Image forming method and image exposure device

Abstract

A method for forming an image on a planographic printing plate precursor including a substrate and an image recording layer disposed thereon, the layer including a hydrophobic precursor and a light-to-heat converting agent. The method includes an image exposing process of exposing the planographic printing plate precursor to infrared radiation to form an image on the image recording layer of the planographic printing plate precursor, and a post-heating process of heating the planographic printing plate precursor to a predetermined heating temperature.

Description

CROSS-REFERENCE TO RELATED APPLICATION This application claims priority under 35USC 119 from Japanese Patent Application Nos. 2003-116161, 2003-116162 and 2003-116163, the disclosures of which are incorporated by reference herein. BACKGROUND OF THE INVENTION 1. Field of the Invention The present invention relates to an image forming method and an image exposure device. Specifically, the invention relates to scanning exposure of an image by infrared radiation, an image forming method on a planographic printing plate by which plate-making can be carried out without any specific liquid developing process, and to an image exposure device used therefor. 2. Description of the Related Art Recently, laser technology has been developed dramatically. Specifically, solid laser and semiconductor laser emitting infrared radiation having a wavelength of 760 nm to 1200 nm (hereinafter suitably referred to as “infrared laser”) and having high output and small size can be readily available. Spe...

AI Technical Summary

Benefits of technology

An object of the present invention is to provide an image forming method that can form an image by scanning exposure based on a digital signal without a special liquid development process and can afford a planographic printing plate superior in printing durability, and an image exposure device used therefor, aiming at solving the above-mentioned conventional problems.

The image-forming mechanism of the planographic printing plate precursor according to an embodiment which employs an image recording layer including a polymerizable compound, a polymerization initiator and a light-to-heat converting agent in the first to third aspects of the invention will be explained hereinafter. In an embodiment in which an image recording layer includes a polymerizable compound, a polymerization initiator and a light-to-heat converting agent in the first to third aspects of the invention, the image recording layer is characterized by including a polymerizable compound, a polymerization initiator and a light-to-heat converting agent. The polymerizable compound forms a hydrophobic image portion by causing a polymerization reaction and being cured with energy of image exposure. On the other hand, in an unexposed portion, uncured components are easily removed due to dampening water during printing, function of ink and stress during printing.

In the method of the first aspect of the invention, it is considered that the whole energy for the image-forming can be increased by heating the planographic printing plate precursor by energy such that the microcapsule wall material in the non-image portion does not become permeable or by energy such that the polymer particles in the non-image portion do not fuse or crosslink, after the image exposure of the planographic printing plate precursor (hereinafter suitably referred to as “post-heating”), which allows formation of an image having rigidity and superior printing durability. Specifically, in the recording layer using the microcapsules, unreacted polymerization initiator is decomposed by heating to form a new active species, which acts on unreacted heat reactive compound or a polymerizable compound to initiate and proceed the polymerization reaction thereof, increase the movabilities of the active species and the heat reactive compound or a polymerizable compound, and to accelerate the proceeding of the polymerization reaction. In the case of the particles polymer, it is considered that the fusion of the insufficient fused surfaces of the adjacent particles is accelerated by post-heating, and that the crosslinking reaction is also accelerated due to the same reason as the polymerization reaction to form a strong hydrophobic portion. In view of these, it is expected that the method of the invention exhibits a remarkable effect when microcapsules which generate a synergetic effect between increase of the active species and increase of movability, are used.

---

### BRIEF A
From the entries below, copy out the lines starting with the one containing "Check the frame above and tell me where the mountain peak" and going on through the one containing "[0,0,350,72]", unchanged.

---

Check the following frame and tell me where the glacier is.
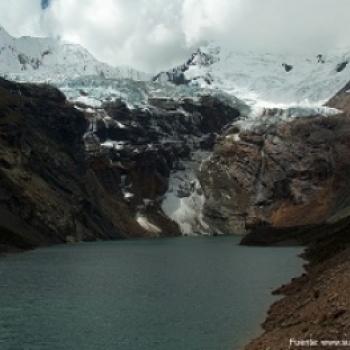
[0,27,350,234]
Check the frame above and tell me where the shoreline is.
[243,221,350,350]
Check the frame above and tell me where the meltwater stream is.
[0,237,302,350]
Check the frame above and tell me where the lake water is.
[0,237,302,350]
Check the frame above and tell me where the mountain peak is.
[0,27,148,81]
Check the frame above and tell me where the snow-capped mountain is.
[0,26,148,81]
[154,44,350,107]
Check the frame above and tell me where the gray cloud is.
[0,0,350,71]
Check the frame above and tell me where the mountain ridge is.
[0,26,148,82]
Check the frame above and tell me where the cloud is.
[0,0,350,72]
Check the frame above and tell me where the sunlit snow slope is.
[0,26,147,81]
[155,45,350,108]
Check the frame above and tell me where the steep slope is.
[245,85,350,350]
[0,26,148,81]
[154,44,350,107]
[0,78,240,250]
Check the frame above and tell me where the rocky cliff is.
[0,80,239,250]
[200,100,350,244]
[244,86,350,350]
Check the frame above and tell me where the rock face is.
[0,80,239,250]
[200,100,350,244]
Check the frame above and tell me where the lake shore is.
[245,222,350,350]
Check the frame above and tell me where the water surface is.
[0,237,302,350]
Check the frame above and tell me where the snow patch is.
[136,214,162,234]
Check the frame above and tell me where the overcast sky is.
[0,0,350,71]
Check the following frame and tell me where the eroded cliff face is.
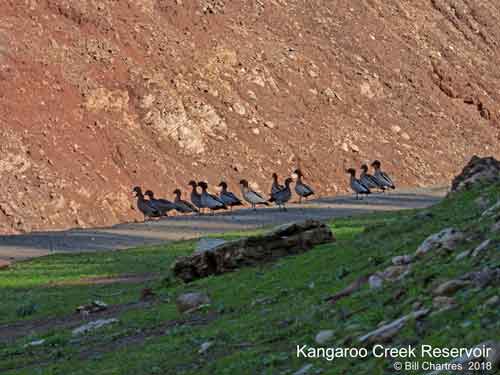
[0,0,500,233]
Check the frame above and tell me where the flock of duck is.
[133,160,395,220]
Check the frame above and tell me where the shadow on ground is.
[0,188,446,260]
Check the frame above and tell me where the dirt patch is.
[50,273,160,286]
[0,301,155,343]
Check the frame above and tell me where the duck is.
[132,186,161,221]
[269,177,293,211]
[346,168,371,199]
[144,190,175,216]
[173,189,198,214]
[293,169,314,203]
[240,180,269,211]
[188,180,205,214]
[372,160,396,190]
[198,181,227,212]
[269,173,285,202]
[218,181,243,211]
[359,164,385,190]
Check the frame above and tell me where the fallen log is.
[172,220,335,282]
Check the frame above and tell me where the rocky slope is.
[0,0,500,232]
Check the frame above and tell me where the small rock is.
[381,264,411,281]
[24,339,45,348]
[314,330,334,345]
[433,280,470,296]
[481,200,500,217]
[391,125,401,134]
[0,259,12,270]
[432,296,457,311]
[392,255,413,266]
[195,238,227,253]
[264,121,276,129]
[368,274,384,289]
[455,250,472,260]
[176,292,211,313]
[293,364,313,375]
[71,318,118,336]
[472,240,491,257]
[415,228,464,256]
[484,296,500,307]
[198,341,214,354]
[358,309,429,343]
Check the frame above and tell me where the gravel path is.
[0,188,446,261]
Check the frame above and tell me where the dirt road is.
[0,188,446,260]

---

### BRIEF B
According to the image forming patent text, what wavelength range does the infrared radiation from the solid and semiconductor lasers have?

### CORRECT RESPONSE A
Check the frame above and tell me where the mountain peak is.
[0,27,148,81]
Check the frame above and tell me where the snow-capped mountain is.
[0,26,148,81]
[154,44,350,107]
Check the frame above and tell me where the gray cloud is.
[0,0,350,71]
Check the frame above and tell me where the mountain ridge is.
[0,26,148,82]
Check the frame above and tell me where the cloud is.
[0,0,350,72]

### CORRECT RESPONSE B
760 nm to 1200 nm.